Some records:
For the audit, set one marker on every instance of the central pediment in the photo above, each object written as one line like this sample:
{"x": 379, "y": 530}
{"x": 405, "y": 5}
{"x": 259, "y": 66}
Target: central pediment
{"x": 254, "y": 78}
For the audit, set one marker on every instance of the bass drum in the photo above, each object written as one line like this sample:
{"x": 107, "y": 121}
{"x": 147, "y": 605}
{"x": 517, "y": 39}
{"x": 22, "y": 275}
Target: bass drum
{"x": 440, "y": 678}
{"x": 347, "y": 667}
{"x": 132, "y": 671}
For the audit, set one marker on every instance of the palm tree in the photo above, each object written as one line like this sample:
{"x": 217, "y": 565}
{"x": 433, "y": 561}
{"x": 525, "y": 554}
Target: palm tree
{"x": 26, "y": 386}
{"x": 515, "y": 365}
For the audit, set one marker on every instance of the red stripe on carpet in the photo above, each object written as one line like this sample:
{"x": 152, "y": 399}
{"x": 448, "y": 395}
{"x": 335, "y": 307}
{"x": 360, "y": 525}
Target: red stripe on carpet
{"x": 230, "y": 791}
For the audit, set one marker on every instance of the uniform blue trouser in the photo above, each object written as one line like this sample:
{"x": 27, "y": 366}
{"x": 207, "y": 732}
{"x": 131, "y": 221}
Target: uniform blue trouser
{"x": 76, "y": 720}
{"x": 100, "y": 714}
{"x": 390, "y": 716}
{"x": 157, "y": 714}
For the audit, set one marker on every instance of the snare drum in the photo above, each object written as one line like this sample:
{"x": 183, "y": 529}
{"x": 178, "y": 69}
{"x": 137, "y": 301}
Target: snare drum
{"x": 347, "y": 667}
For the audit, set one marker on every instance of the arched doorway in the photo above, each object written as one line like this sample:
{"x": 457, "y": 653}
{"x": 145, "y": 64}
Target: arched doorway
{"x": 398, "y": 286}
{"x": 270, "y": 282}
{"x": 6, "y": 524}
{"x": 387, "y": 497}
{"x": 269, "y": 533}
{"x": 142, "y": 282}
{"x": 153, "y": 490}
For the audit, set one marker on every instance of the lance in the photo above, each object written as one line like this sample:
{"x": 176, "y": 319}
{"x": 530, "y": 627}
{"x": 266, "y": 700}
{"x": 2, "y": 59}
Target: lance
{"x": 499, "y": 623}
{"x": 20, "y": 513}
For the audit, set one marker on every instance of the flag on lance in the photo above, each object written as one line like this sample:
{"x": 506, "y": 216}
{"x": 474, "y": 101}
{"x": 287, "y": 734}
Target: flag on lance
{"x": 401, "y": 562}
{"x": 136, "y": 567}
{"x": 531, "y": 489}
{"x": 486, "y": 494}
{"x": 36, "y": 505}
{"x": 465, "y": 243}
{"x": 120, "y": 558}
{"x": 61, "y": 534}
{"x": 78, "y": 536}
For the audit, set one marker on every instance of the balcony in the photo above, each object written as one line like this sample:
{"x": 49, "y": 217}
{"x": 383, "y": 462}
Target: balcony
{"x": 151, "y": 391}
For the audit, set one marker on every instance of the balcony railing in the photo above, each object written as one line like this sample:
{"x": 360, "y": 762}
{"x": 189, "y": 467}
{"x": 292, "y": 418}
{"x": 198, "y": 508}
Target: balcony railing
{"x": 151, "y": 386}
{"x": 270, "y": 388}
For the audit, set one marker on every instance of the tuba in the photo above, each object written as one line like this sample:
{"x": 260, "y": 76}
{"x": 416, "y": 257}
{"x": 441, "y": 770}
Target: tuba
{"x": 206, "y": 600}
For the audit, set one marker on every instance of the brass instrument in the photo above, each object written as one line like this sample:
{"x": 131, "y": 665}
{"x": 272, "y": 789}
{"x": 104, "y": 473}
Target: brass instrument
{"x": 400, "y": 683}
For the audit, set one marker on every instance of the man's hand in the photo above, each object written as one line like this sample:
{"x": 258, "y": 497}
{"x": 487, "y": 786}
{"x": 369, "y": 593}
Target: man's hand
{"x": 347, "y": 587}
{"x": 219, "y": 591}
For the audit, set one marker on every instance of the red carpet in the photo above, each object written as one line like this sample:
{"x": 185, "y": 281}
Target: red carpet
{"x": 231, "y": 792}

Set problem:
Shift the records, requests included, from the line that contains "of the tuba" through the end of the records by adding 85 to every x and y coordinate in the answers, and give all of those lines again. Leave the numbers in the requests and their format lines unchanged.

Solution to this exercise:
For the audit, set one marker on every instance of the tuba in the photo above, each object written as one line like this sample:
{"x": 260, "y": 76}
{"x": 416, "y": 257}
{"x": 441, "y": 770}
Target: tuba
{"x": 291, "y": 685}
For the audit, set one marker on every instance of the brass instrument in the photo above, each object written as one line like this sample:
{"x": 131, "y": 665}
{"x": 272, "y": 789}
{"x": 104, "y": 473}
Target: brass instrument
{"x": 485, "y": 768}
For the audit, set one marker on every instance of the man's hand in the photo above, each object written as one line like this sample:
{"x": 258, "y": 497}
{"x": 487, "y": 786}
{"x": 369, "y": 593}
Target: man's hand
{"x": 432, "y": 672}
{"x": 304, "y": 676}
For the audit, set one marker on every instance of the red carpet in the photo above, each object written as one line like this sample:
{"x": 185, "y": 281}
Target: red carpet
{"x": 316, "y": 877}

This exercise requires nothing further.